= Data supplied =
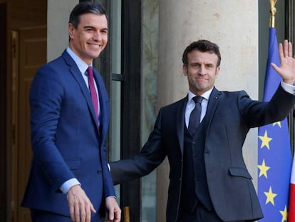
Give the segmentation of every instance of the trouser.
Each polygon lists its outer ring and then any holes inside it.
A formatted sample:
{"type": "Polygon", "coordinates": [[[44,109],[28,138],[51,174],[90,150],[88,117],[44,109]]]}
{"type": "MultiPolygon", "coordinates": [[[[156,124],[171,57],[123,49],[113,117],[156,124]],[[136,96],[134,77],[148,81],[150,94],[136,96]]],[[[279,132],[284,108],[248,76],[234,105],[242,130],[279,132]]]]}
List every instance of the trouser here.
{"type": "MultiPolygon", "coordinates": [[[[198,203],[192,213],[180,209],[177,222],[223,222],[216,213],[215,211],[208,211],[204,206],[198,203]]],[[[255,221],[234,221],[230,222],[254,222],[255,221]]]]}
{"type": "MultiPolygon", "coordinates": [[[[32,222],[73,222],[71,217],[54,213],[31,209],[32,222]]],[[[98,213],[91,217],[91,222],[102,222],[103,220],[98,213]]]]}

...

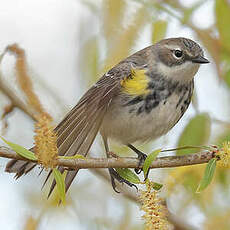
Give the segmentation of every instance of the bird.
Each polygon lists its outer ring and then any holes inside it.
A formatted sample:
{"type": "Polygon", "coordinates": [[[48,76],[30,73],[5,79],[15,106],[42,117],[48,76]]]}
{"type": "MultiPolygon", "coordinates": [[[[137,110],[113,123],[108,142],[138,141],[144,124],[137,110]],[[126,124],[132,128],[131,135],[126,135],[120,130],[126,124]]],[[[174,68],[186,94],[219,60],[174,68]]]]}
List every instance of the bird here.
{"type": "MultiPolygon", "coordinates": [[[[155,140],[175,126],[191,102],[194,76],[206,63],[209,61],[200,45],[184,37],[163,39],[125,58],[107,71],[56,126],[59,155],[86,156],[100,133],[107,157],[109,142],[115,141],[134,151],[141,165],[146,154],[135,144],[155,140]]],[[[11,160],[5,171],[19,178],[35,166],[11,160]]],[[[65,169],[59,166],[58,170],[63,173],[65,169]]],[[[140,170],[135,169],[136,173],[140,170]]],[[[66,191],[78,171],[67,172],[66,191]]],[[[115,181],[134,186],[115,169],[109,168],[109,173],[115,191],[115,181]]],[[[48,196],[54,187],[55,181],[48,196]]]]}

= The request =
How many lines in the records above contain the string "trouser", with case counting? Reply with the number only.

= Result for this task =
2